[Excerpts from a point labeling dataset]
+-------+
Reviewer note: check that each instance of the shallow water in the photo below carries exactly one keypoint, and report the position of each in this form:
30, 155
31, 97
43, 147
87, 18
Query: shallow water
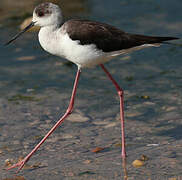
36, 87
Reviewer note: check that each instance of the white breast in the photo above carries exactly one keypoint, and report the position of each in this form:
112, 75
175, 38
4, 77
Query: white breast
57, 42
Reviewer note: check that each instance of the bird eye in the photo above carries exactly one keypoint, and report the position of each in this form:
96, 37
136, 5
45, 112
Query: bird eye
40, 13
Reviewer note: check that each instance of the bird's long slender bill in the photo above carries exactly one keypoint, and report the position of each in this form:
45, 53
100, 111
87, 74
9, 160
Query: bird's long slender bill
20, 33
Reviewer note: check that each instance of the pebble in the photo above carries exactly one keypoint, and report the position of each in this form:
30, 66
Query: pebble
77, 117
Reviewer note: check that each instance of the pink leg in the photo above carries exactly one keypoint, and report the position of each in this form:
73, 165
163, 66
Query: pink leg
120, 93
67, 113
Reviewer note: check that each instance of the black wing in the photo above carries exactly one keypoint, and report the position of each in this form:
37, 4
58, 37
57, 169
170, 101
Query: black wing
107, 37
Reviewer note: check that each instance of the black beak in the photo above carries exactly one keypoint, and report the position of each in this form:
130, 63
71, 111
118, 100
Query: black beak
20, 33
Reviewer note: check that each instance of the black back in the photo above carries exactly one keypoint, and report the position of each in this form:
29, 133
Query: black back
106, 37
+-------+
Recast each line of the listing above as a Markdown table with the columns "No." and "Line", numbering the rows in order and skipping blank lines. Leave the pictures out of the answer.

| No. | Line |
|---|---|
| 1 | Reviewer note: check that each instance of the shallow water in the photo below carries exactly one keypoint, and report the position of each in this form: |
| 2 | 30, 155 |
| 3 | 31, 97 |
| 4 | 43, 147 |
| 5 | 87, 18 |
| 6 | Query: shallow water |
| 7 | 36, 87 |
| 8 | Reviewer note: check that each instance of the white breast in the photo above carries exactly one keypoint, and report the position of each in this form: |
| 9 | 112, 75 |
| 10 | 175, 38 |
| 11 | 4, 77 |
| 12 | Query: white breast |
| 13 | 57, 42 |
| 14 | Reviewer note: check that each instance of the bird eye in the photo above carries exactly one keypoint, and report the position of each in this form: |
| 15 | 96, 37 |
| 16 | 136, 5 |
| 17 | 45, 112 |
| 18 | Query: bird eye |
| 19 | 40, 13 |
| 20 | Reviewer note: check that each instance of the bird's long slender bill in the photo above carries exactly one keypoint, and report the position of each in this form: |
| 21 | 45, 53 |
| 22 | 100, 111 |
| 23 | 87, 74 |
| 24 | 9, 160 |
| 25 | Query: bird's long slender bill |
| 26 | 20, 33 |
| 27 | Reviewer note: check that each instance of the pebble in the photo above carries exactly one keypoint, and report the position of each in this form: |
| 28 | 30, 66 |
| 29 | Query: pebble |
| 30 | 77, 117 |
| 31 | Reviewer note: check that each instance of the pink leg in the photo above carries exactly one keypoint, and report the position of each in this form: |
| 32 | 73, 165 |
| 33 | 163, 66 |
| 34 | Query: pink leg |
| 35 | 120, 93 |
| 36 | 67, 113 |
| 37 | Reviewer note: check that each instance of the black wing in the photo above carries exactly one keypoint, and report the position of each in this form: |
| 38 | 37, 4 |
| 39 | 58, 37 |
| 40 | 57, 169 |
| 41 | 170, 101 |
| 42 | Query: black wing |
| 43 | 107, 37 |
| 44 | Reviewer note: check that each instance of the black beak in the photo above carries exactly one keypoint, and report the position of each in this form: |
| 45 | 130, 63 |
| 46 | 71, 111 |
| 47 | 118, 100 |
| 48 | Query: black beak |
| 49 | 20, 33 |
| 50 | Reviewer note: check that each instance of the black back in the photo above carries exactly one keypoint, and report the position of each in this form: |
| 51 | 29, 133 |
| 52 | Query: black back |
| 53 | 106, 37 |